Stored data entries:
* * * * *

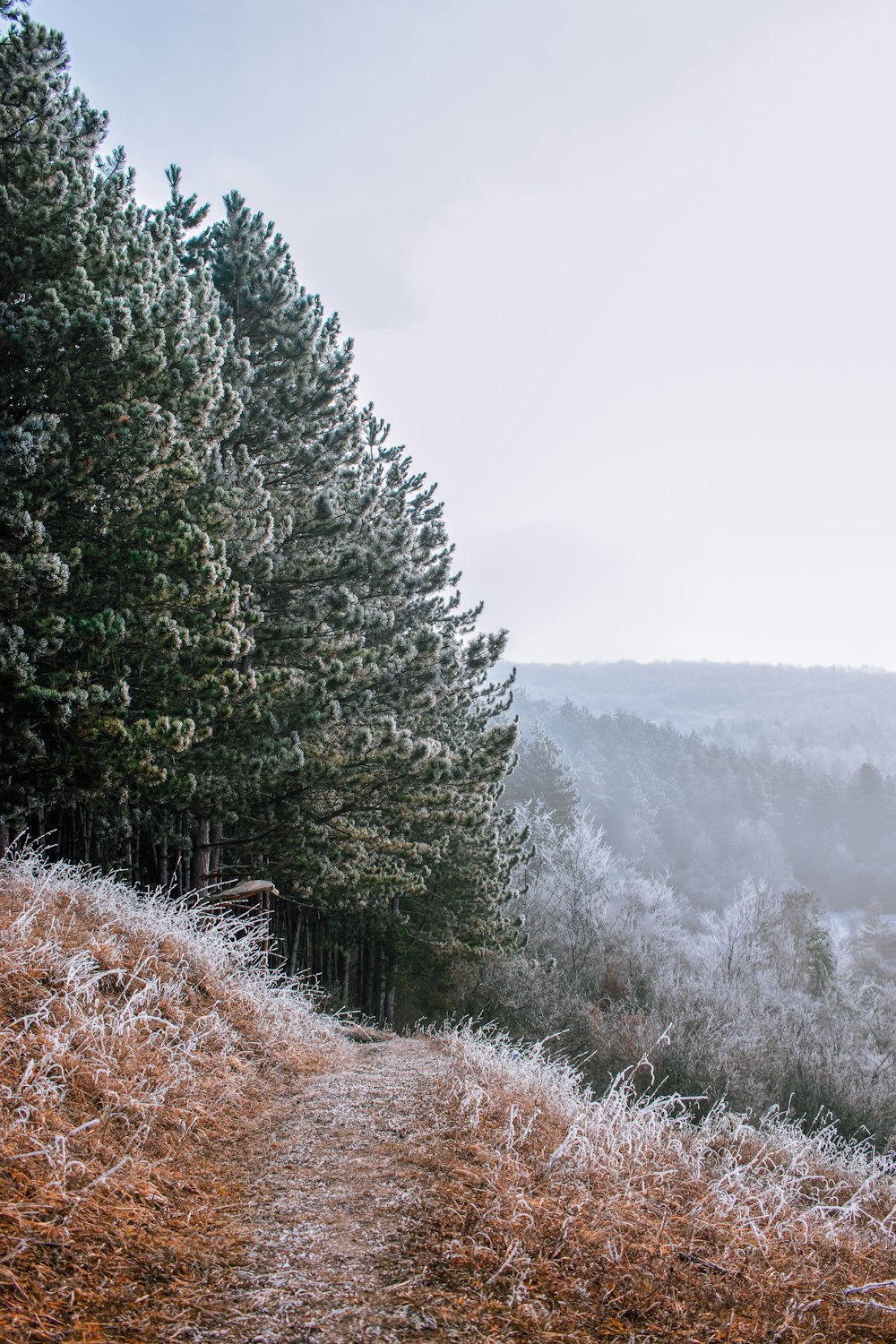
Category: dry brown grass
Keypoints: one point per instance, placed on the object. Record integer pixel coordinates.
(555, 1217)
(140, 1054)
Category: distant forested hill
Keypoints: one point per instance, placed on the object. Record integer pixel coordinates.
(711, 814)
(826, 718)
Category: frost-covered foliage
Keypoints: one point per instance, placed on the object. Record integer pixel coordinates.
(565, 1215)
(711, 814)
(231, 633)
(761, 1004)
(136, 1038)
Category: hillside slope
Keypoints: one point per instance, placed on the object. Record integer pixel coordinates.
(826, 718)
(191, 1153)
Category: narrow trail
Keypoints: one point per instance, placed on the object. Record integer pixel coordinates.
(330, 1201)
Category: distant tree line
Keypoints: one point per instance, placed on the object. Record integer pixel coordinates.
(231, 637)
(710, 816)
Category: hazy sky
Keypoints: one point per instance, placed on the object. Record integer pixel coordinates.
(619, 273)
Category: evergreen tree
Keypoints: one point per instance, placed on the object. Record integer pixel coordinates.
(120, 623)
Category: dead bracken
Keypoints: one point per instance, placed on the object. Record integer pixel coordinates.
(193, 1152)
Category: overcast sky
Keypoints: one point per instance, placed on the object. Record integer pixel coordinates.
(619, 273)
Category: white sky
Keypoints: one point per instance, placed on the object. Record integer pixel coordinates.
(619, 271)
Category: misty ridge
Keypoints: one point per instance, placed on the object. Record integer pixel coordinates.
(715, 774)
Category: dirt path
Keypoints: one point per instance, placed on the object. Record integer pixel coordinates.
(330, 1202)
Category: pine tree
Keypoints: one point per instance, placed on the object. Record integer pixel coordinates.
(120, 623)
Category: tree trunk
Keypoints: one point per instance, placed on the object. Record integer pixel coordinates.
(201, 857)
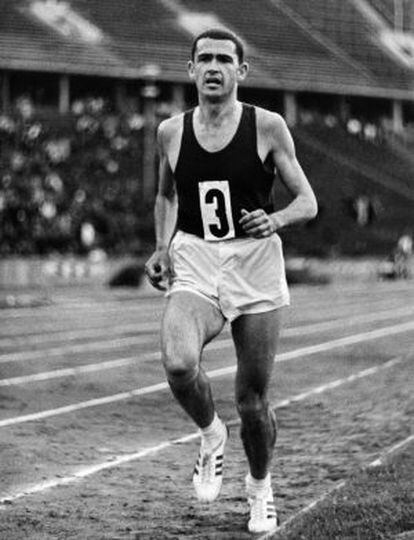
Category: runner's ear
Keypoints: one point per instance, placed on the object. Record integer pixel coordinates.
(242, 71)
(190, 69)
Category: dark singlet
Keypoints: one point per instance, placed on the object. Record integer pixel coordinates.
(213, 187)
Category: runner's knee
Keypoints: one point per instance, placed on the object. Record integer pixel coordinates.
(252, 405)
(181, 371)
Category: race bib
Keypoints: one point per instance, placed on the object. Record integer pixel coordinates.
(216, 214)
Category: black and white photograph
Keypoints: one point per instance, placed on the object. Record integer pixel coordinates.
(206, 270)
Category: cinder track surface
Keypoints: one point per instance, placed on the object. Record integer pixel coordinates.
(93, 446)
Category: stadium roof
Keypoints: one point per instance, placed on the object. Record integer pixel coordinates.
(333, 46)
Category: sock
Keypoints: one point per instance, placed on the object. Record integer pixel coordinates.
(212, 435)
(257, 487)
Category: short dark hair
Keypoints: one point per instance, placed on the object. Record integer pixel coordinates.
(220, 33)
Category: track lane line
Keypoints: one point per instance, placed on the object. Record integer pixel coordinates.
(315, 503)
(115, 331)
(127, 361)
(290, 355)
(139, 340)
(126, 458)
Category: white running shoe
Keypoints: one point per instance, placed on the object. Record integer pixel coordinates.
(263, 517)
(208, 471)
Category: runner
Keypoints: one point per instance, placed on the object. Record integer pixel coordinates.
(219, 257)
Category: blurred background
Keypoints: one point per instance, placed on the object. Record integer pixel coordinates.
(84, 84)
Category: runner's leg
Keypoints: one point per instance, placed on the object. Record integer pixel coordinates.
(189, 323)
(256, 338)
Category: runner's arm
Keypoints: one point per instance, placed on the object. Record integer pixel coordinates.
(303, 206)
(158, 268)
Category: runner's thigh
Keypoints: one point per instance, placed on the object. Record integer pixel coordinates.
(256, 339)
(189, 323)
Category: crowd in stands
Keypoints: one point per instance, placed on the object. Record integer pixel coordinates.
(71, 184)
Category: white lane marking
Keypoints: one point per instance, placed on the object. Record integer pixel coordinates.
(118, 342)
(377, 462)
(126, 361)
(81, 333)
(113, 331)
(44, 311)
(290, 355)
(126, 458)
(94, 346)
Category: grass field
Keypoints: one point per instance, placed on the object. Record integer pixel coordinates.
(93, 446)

* * * * *

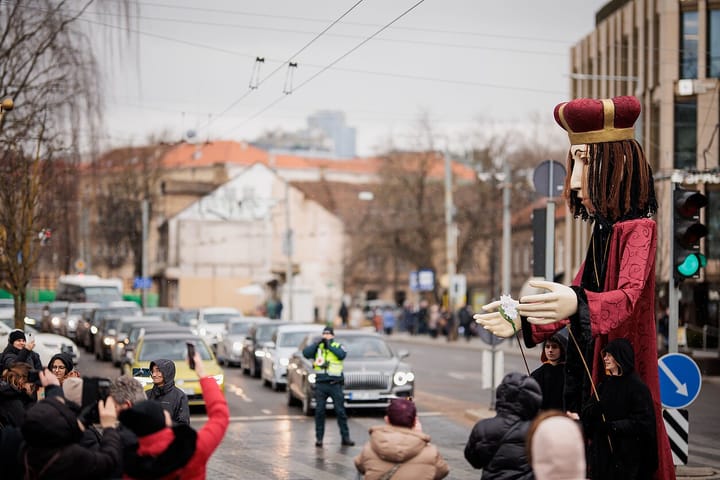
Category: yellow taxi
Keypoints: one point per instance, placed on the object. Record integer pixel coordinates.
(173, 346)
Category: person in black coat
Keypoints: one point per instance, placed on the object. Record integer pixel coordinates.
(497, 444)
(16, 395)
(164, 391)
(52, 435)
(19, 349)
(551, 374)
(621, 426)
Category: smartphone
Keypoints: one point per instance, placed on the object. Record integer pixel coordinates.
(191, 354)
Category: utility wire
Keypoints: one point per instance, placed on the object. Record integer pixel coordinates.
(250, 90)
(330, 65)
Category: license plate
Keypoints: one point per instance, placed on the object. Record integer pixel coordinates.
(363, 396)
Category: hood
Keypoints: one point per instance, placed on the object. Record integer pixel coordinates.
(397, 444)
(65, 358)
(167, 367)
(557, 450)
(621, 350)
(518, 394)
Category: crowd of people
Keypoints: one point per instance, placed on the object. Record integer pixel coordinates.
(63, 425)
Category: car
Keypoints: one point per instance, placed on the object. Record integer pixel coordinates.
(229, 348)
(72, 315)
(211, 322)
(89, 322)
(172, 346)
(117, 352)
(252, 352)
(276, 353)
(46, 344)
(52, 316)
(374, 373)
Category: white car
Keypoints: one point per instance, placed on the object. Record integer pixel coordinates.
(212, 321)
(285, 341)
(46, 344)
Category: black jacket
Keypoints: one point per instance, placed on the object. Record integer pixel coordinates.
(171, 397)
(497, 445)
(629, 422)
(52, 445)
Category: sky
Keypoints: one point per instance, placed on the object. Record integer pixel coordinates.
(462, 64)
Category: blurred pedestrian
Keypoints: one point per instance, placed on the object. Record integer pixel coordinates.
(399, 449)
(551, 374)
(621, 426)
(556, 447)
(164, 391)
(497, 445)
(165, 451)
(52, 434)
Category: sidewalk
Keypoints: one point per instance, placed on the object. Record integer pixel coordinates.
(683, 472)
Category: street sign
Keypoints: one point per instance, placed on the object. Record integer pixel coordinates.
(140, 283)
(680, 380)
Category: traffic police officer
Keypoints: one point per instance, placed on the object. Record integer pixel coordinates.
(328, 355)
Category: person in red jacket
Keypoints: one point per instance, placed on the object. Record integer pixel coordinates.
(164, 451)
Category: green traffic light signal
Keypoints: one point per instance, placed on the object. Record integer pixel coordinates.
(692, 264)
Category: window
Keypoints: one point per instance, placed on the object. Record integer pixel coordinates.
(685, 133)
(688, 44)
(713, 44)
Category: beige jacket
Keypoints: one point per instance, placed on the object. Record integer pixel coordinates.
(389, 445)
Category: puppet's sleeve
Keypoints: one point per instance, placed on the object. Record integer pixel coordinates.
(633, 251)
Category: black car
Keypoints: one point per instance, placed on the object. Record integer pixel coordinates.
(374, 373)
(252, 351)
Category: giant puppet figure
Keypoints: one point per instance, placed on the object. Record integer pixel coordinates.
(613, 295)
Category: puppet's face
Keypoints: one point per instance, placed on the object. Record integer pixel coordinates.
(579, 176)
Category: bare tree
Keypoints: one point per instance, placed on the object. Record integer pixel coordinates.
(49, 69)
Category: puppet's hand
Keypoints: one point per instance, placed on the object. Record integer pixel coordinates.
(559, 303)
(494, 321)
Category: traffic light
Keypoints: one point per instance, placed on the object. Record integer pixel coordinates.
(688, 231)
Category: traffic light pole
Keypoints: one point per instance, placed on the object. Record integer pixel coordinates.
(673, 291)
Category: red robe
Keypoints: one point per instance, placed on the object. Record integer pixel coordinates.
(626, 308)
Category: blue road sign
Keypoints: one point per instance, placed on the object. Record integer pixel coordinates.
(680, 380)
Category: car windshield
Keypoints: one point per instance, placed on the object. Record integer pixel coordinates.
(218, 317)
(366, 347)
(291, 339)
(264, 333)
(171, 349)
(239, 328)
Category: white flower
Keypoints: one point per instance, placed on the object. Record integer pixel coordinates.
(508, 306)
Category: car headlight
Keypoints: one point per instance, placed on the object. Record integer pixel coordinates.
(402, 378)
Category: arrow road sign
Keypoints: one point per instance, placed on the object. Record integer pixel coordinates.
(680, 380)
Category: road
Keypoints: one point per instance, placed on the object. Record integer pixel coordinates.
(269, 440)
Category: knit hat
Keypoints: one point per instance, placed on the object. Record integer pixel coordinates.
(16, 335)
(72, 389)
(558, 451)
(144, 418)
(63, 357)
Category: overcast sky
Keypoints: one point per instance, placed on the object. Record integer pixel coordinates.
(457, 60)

* * * * *

Problem description> What is needed is each line from the records with the word "distant" in it.

Solution to the problem>
Category: distant forested hill
Category: distant tree line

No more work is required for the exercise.